**Textauszug**

Die Regularkanoniker vom heiligen Johannes von Krakau
In Cupichs Diözese gibt es eine besondere Situation. 1998 wurden dort die Regular Canons of St. John Cantius (Regularkanoniker des heiligen Johannes von Krakau, SJC) kanonisch errichtet, die an der gleichnamigen Pfarrei von Chicago gegründet worden waren. 2006 erhielten sie den heutigen Namen. Sie leben nach der Regel des heiligen Augustinus und zelebrieren im überlieferten Ritus.
Die Pfarrei geht auf polnische Einwanderer zurück, zu deren seelsorglicher Betreuung sie vor bald 130 Jahren errichtet wurde. Die monumentale Pfarrkirche wurde samt einem großen Pfarrhaus nach den Plänen des in Aschendorf bei Hannover geborenen deutschen Architekten Adolphus Druiding (1838–1900) errichtet, der den katholischen Kirchenbaustil in den USA vor dem Ersten Weltkrieg mitprägte.
Als Pfarrer Frank Phillips die Pfarrei übernahm, führte er sie zu neuer Blüte und gründete die neue Ordensgemeinschaft. Darin wurde er vom damaligen Erzbischof und Cupich-Vorgänger Kardinal Francis George unterstützt. Kardinal George errichtete den jungen Orden kanonisch nach diözesanem Recht. Die „polnische Pfarrei“ wurde zu einem großen Zentrum des überlieferten Ritus und der Tradition im Erzbistum. Verbindungen bestehen bis heute auch zu Polen. Mehrere polnische Ministerpräsidenten haben seit dem Zusammenbruch der kommunistischen Diktatur bei ihren USA-Besuchen auch die Pfarrei in Chicago aufgesucht.
In der Pfarrseelsorge zelebrieren die Regularkanoniker in beiden Formen des Römischen Ritus, während sie selbst und in ihren Apostolaten, wie dem von ihnen ins Leben gerufenen Meßbund, den überlieferten Ritus bevorzugen. Am vergangenen 23. Juni, dem Hochfest der Geburt Johannes‘ des Täufers und zugleich Geburtstag des heiligen Johannes von Krakau, des Patrons der nach ihm benannten Regularkanoniker, konnte ihr Generaloberer Joshua S. Caswell SJC sechs Postulanten begrüßen, die an der „Wiederherstellung des Heiligen“ mitwirken wollen, einer Aufgabe, die der junge Orden als Teil seines besonderen Charismas betrachtet. Im vergangenen Mai weihte Kardinal Cupich einen Regularkanoniker zum Priester und einen anderen zum Diakon. Die Weihen durch den Erzbischof erfolgten für alle Kandidaten des Erzbistums gemeinsam im neuen Ritus.

**Aufgabe**
Aktualisiere im Text über die Regularkanoniker den Abschnitt zwischen „Die Regularkanoniker vom“ und „im überlieferten Ritus.“, jeweils einschließlich, und gib ihn wieder. Ersetze dabei „Regel“ durch „Ordensregel“. Die Zeilen weiter unten werden nicht benötigt.

Zeilen zur Positionsbestimmung
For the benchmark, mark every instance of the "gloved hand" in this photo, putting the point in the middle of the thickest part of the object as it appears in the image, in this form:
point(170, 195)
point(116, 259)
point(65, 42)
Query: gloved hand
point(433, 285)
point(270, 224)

**Endergebnis**
Die Regularkanoniker vom heiligen Johannes von Krakau
In Cupichs Diözese gibt es eine besondere Situation. 1998 wurden dort die Regular Canons of St. John Cantius (Regularkanoniker des heiligen Johannes von Krakau, SJC) kanonisch errichtet, die an der gleichnamigen Pfarrei von Chicago gegründet worden waren. 2006 erhielten sie den heutigen Namen. Sie leben nach der Ordensregel des heiligen Augustinus und zelebrieren im überlieferten Ritus.